§ What the task requires: Please return each record below exactly, with nothing left out.

:: Task data ::

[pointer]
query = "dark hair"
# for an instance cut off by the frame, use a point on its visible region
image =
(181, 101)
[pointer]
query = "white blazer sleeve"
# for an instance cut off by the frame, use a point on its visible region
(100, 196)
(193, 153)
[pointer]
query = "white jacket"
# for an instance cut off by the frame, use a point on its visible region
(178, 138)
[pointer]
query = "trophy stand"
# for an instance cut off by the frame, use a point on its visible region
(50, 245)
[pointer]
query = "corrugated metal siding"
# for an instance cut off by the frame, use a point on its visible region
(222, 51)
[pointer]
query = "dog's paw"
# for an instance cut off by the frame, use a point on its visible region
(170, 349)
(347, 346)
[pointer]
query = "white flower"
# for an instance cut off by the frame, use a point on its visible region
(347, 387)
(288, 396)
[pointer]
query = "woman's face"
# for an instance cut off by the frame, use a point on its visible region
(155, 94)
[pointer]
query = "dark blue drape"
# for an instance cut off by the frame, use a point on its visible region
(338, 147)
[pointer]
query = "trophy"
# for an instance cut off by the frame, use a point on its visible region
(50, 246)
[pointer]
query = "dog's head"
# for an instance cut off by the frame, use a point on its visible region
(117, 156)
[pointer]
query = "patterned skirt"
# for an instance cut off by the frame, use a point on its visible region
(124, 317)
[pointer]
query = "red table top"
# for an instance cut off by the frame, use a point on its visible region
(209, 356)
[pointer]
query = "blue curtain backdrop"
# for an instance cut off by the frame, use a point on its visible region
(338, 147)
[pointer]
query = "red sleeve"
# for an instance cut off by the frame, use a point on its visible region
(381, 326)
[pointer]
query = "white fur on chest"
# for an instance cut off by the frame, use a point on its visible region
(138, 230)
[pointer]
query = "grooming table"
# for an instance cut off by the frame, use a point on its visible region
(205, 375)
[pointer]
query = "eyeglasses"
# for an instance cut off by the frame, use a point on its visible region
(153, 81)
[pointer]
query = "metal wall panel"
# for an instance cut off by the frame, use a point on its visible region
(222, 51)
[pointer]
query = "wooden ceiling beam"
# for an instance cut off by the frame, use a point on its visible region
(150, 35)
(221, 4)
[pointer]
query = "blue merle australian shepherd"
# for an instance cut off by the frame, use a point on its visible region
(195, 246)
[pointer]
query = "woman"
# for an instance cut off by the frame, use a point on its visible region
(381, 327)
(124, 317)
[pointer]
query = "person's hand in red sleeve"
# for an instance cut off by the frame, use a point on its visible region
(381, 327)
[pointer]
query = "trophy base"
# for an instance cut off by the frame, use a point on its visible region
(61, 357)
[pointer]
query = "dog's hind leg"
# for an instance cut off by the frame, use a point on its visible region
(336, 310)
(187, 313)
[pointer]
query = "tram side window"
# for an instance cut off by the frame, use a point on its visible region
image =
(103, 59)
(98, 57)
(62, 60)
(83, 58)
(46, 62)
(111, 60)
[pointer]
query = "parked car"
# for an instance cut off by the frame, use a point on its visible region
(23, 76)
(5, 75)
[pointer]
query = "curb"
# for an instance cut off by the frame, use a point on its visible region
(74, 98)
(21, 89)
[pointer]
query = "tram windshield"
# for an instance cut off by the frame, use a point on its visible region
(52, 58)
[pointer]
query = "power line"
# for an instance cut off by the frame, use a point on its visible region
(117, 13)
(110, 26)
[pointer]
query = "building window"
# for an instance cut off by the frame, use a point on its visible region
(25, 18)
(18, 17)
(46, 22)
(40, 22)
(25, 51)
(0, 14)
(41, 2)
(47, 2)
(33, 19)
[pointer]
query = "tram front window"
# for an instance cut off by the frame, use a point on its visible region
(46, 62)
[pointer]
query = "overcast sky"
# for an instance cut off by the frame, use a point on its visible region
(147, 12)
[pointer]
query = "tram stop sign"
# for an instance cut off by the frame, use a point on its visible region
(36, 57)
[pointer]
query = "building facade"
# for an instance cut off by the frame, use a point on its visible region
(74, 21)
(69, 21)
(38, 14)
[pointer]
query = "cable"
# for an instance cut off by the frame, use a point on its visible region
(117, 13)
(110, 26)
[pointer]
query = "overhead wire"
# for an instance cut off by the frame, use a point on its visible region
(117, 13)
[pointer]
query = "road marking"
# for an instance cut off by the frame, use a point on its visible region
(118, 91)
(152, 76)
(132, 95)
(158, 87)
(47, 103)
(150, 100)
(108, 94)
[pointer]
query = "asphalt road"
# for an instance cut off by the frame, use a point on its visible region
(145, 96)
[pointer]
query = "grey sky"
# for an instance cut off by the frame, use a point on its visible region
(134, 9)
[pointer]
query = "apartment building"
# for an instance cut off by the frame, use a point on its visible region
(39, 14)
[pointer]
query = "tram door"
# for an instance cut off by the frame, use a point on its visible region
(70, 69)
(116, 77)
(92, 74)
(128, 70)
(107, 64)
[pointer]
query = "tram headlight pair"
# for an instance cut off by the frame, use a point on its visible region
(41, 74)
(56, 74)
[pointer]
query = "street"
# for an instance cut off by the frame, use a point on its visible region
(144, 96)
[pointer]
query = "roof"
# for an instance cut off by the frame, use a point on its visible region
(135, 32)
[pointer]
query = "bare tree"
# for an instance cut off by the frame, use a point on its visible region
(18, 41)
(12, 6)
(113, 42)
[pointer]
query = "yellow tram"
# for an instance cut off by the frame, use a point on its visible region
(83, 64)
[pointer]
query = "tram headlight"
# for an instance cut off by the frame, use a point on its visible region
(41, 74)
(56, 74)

:::

§ Response for this exercise:
[pointer]
query = "dark hair"
# for an instance cut off by the frame, use a point on its visible region
image =
(181, 101)
[pointer]
query = "white blazer sleeve"
# for an instance cut off by the frame, use a point on its visible region
(100, 196)
(193, 153)
[pointer]
query = "white jacket"
# for an instance cut off by the frame, use a point on its visible region
(178, 138)
[pointer]
query = "trophy stand"
# for an instance cut off by the frame, use a point on its visible region
(50, 245)
[pointer]
query = "corrugated metal siding"
# for an instance cut off by the frame, use a point on its visible region
(222, 51)
[pointer]
query = "dog's paw"
# for an instance cut off by the frame, use a point on its visible region
(170, 349)
(347, 346)
[pointer]
query = "white flower"
# for an instance cut off by the frame, use a point on its visible region
(347, 387)
(288, 396)
[pointer]
query = "woman's face"
# for an instance cut off by the frame, use a point on its visible region
(155, 94)
[pointer]
query = "dark blue drape"
# for an instance cut off by the frame, use a point on its visible region
(338, 147)
[pointer]
query = "trophy"
# for an instance cut off by the frame, use a point on its visible region
(50, 246)
[pointer]
query = "dog's head"
# for an instance cut off by the frame, use a point on its visible region
(117, 156)
[pointer]
query = "patterned skirt"
# for an instance cut off by the frame, use a point on its visible region
(124, 317)
[pointer]
query = "red table top"
# for an instance cut off by the frame, use a point on its visible region
(209, 356)
[pointer]
query = "blue curtain backdrop"
# for an instance cut off by the frame, use a point on its visible region
(338, 147)
[pointer]
query = "red sleeve"
# for an instance cut off by the frame, use a point on its visible region
(381, 326)
[pointer]
query = "white fur on chest"
# for an instance cut off by the frame, use a point on its visible region
(138, 230)
[pointer]
query = "grooming table"
# for an instance cut off by the frame, use a point on its visible region
(205, 375)
[pointer]
query = "eyeglasses"
# for an instance cut off by the frame, use a point on its visible region
(153, 81)
[pointer]
query = "metal wall panel"
# for an instance cut off by the frame, use a point on its visible region
(222, 51)
[pointer]
query = "wooden ceiling beam"
# for an instance cut off by the frame, use a point on its visible region
(150, 35)
(221, 4)
[pointer]
query = "blue merle australian shepherd"
# for an instance cut off by the frame, use a point on its visible region
(195, 246)
[pointer]
query = "woman"
# for an instance cut off by the frame, use a point on its visible region
(381, 327)
(124, 317)
[pointer]
query = "person's hand in red sleeve"
# for an instance cut off by the frame, use a point on its visible region
(381, 327)
[pointer]
query = "trophy base"
# for an instance cut off by the frame, use a point on its visible region
(61, 357)
[pointer]
query = "dog's hind leg"
# for an instance cut off by the frame, use a point on its visible region
(336, 310)
(187, 313)
[pointer]
query = "tram side window"
# for an instance cut off by the frame, use a point on its visible region
image =
(103, 59)
(98, 57)
(62, 60)
(83, 58)
(46, 62)
(111, 60)
[pointer]
query = "parked car"
# for an instance cut off by the frame, use a point on its visible region
(23, 76)
(5, 75)
[pointer]
query = "curb"
# for an instance cut off by the frame, use a point on its visible region
(74, 98)
(21, 89)
[pointer]
query = "tram windshield"
# for an instance cut off by the frame, use a point on its visible region
(52, 58)
[pointer]
query = "power line"
# for an instance cut off by the frame, use a point on its visible region
(117, 13)
(110, 26)
[pointer]
query = "building window"
# for an instance cut off by the frame, use a point on its visible region
(25, 18)
(18, 17)
(46, 22)
(40, 22)
(25, 51)
(0, 14)
(41, 2)
(47, 2)
(33, 19)
[pointer]
query = "tram front window"
# for an instance cut off by the frame, use a point on its visible region
(46, 62)
[pointer]
query = "overcast sky"
# for an instance cut off by the frame, use a point on its visible region
(147, 12)
[pointer]
query = "tram stop sign"
# for an instance cut off by the frame, use a point on its visible region
(36, 57)
[pointer]
query = "building facade"
# for an instance cut off by the frame, use a point on its visible region
(74, 21)
(69, 21)
(38, 14)
[pointer]
query = "cable"
# for an instance cut off by the frame, use a point on its visible region
(117, 13)
(110, 26)
[pointer]
query = "overhead wire"
# for an instance cut off by the frame, use a point on its visible region
(117, 13)
[pointer]
query = "road marking"
# for an instance cut off by the frame, use a point on its visible region
(118, 91)
(152, 76)
(132, 95)
(158, 87)
(47, 103)
(150, 100)
(108, 94)
[pointer]
query = "asphalt road"
# for an instance cut off by the frame, use a point on its visible region
(145, 96)
[pointer]
query = "grey sky"
# for an instance cut off by the frame, use a point on its visible region
(134, 9)
[pointer]
query = "apartment building"
# for an instance cut off by the frame, use a point on its visible region
(39, 14)
[pointer]
query = "tram door"
# for an instance cut off by the frame, use a point on its visible region
(70, 69)
(116, 77)
(92, 74)
(128, 70)
(107, 64)
[pointer]
query = "tram headlight pair"
# for an instance cut off by the frame, use a point on its visible region
(41, 74)
(56, 74)
[pointer]
query = "street"
# for an instance cut off by the frame, use a point on its visible region
(144, 96)
[pointer]
query = "roof"
# for an instance cut off by the frame, use a point on its visible region
(135, 32)
[pointer]
query = "bare tree"
# for an instance cut off by the frame, use a point on its visible region
(18, 41)
(12, 6)
(113, 42)
[pointer]
query = "yellow tram"
# for an instance cut off by the frame, use a point on its visible region
(83, 64)
[pointer]
query = "tram headlight"
# for an instance cut off by the frame, use a point on its visible region
(41, 74)
(56, 74)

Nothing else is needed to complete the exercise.